Dataset items
::::

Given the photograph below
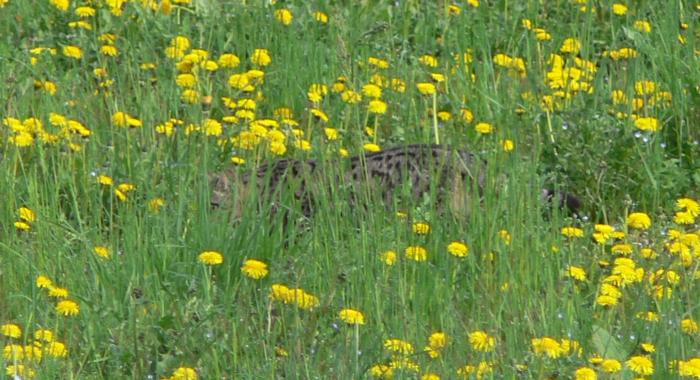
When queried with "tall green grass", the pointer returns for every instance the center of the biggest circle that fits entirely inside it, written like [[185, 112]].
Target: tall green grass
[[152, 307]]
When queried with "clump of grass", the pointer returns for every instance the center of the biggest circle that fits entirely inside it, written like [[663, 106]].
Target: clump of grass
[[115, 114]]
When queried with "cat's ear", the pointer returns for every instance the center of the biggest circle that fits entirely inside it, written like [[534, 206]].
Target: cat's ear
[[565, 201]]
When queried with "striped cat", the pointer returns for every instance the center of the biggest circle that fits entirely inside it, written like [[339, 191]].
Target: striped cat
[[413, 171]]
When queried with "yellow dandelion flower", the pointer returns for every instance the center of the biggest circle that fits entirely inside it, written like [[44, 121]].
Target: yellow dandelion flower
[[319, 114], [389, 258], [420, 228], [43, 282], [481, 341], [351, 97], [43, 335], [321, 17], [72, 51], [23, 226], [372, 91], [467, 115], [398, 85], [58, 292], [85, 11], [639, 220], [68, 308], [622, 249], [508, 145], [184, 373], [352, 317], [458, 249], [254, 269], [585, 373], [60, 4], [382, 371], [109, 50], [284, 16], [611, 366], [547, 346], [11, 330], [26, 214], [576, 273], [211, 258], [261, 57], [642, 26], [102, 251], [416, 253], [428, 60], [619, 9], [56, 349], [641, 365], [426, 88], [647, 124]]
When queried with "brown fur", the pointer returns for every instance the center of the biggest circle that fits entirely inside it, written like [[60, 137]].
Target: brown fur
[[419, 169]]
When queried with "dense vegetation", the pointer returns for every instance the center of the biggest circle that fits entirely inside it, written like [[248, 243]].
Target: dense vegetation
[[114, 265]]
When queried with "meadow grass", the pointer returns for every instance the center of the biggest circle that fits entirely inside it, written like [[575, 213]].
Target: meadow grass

::::

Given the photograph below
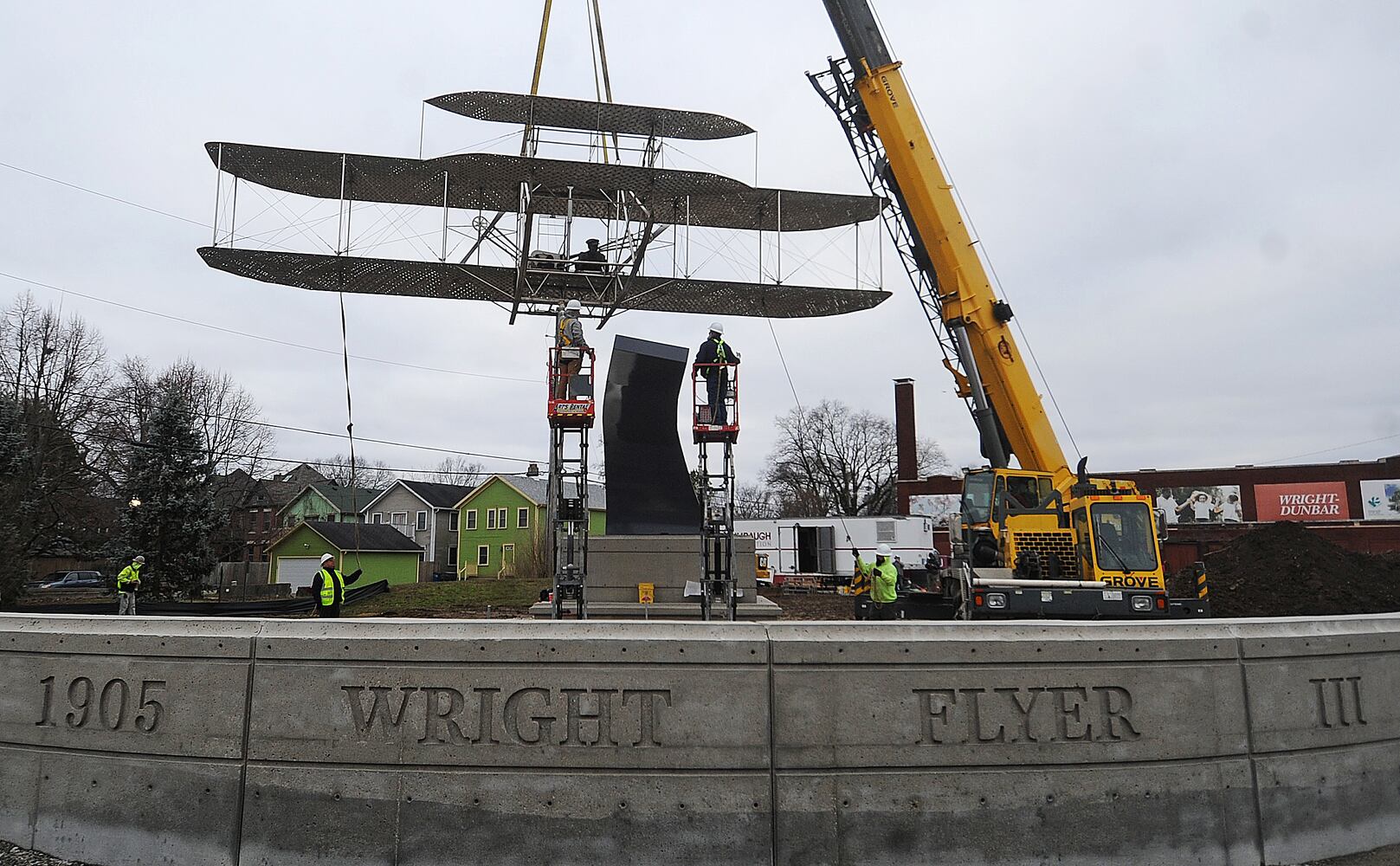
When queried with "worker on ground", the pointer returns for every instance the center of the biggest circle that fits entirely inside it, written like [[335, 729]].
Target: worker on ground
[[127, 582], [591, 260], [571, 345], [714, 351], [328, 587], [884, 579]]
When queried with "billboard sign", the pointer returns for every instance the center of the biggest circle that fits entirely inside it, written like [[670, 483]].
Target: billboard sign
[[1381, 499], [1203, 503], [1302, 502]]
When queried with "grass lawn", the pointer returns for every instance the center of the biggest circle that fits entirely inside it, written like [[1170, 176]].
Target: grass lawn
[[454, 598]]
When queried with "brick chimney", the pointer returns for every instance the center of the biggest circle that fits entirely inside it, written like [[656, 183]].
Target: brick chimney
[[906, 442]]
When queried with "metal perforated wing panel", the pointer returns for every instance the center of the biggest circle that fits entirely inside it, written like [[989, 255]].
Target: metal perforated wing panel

::::

# [PROBLEM]
Gather every line in the records above that contains the word "yellow", and copy each one in full.

# [RESULT OF THE TASK]
When queried with "yellow dandelion flower", the pointer returns for every instance the center of the biggest circle that fits entirely inside it, written like [[44, 121]].
Target: yellow dandelion flower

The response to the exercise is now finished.